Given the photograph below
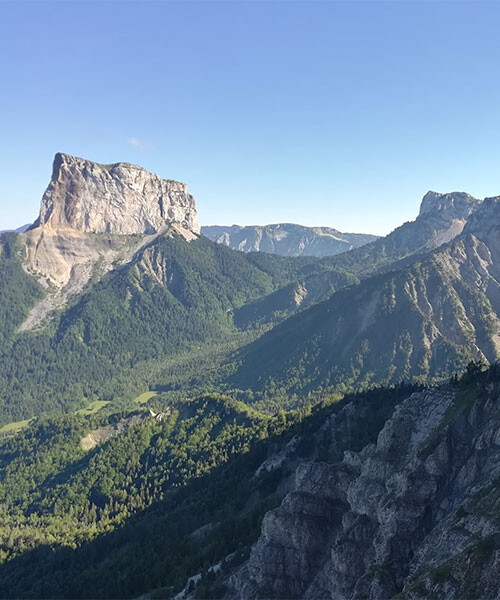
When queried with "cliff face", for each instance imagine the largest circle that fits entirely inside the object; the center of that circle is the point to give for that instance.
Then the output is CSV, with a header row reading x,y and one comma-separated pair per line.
x,y
287,239
416,513
120,199
126,205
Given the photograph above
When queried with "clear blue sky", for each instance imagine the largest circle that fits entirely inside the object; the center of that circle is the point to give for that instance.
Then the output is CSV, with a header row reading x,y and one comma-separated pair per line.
x,y
321,113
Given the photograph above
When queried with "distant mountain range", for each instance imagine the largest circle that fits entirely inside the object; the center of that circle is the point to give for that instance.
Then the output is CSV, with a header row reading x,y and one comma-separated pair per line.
x,y
21,229
160,393
286,239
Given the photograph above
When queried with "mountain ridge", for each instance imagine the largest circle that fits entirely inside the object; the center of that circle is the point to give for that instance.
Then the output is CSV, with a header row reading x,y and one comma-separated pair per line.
x,y
286,239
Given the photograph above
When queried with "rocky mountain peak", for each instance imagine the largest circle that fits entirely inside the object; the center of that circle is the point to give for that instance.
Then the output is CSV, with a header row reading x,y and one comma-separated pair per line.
x,y
120,198
485,219
457,205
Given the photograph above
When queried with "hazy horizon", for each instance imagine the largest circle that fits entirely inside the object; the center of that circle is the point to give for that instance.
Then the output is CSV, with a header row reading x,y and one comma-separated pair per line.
x,y
323,114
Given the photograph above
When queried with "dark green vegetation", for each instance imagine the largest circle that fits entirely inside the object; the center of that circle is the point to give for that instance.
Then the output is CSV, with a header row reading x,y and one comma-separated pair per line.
x,y
419,323
173,297
140,498
180,304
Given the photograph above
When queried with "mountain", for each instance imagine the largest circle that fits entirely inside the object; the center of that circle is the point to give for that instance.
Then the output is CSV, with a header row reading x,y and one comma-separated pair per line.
x,y
414,515
420,321
82,308
286,239
21,229
441,218
384,492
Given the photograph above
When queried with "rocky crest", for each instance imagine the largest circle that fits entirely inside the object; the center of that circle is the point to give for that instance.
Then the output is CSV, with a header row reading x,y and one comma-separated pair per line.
x,y
287,239
127,207
415,514
119,199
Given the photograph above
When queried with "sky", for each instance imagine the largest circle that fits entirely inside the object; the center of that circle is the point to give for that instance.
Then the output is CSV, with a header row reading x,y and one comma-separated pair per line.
x,y
340,114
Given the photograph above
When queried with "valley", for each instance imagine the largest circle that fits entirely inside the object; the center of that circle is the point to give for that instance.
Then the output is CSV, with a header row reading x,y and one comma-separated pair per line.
x,y
215,417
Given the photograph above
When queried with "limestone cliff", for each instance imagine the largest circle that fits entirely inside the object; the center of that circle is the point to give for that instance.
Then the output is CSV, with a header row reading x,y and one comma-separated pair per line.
x,y
287,239
94,218
119,198
415,514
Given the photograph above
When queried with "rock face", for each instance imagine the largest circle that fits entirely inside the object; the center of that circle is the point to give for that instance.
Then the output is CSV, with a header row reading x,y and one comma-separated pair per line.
x,y
124,204
119,199
287,239
430,316
416,513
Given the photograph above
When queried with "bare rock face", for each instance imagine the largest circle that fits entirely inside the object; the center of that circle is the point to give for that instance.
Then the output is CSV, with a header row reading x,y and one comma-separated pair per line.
x,y
287,239
94,218
119,199
415,514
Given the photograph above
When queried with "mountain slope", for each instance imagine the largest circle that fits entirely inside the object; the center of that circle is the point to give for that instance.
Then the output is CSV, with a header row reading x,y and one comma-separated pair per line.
x,y
286,239
163,499
173,294
415,514
441,218
424,321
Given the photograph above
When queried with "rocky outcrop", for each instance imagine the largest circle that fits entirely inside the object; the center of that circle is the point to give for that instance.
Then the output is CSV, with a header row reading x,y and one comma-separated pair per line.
x,y
427,318
287,239
94,218
121,198
416,513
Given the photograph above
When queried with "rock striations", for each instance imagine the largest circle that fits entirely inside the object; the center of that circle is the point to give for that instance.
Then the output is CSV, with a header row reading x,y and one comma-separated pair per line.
x,y
287,239
120,198
415,514
94,218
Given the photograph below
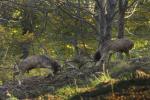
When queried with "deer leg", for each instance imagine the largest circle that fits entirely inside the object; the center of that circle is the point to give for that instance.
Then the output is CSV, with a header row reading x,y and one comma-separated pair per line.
x,y
109,58
20,78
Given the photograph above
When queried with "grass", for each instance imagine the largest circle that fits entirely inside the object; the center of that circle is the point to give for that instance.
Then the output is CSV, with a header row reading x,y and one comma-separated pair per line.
x,y
70,90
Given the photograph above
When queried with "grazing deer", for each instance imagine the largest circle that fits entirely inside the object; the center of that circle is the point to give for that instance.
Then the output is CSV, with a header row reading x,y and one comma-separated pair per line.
x,y
36,61
119,45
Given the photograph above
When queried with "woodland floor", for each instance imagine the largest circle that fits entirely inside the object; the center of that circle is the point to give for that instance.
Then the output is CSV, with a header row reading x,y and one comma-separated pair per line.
x,y
137,88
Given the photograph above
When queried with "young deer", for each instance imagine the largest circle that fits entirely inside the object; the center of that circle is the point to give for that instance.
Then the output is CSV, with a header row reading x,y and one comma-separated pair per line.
x,y
119,45
36,61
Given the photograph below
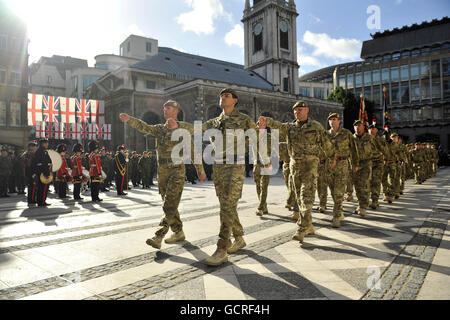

**Goal**
Extract every line of the data above that contains the string "rocky", treating uppercase and lowercase letters as distinct.

**Correct response**
When queried with "rocky mountain peak", for each instance imagine the largest circle that fits entirely inside the object; the center of that circle is the point to give for that instance.
When queried with "rocky crest", for each instance imagine the largest circle that fits entirely inside the object; the center of that circle is the point to give for that instance.
When queried with "rocky outcrop", for each instance imagine the largest circle that fits entirely inside the object; the center of that circle is the point to give for that instance.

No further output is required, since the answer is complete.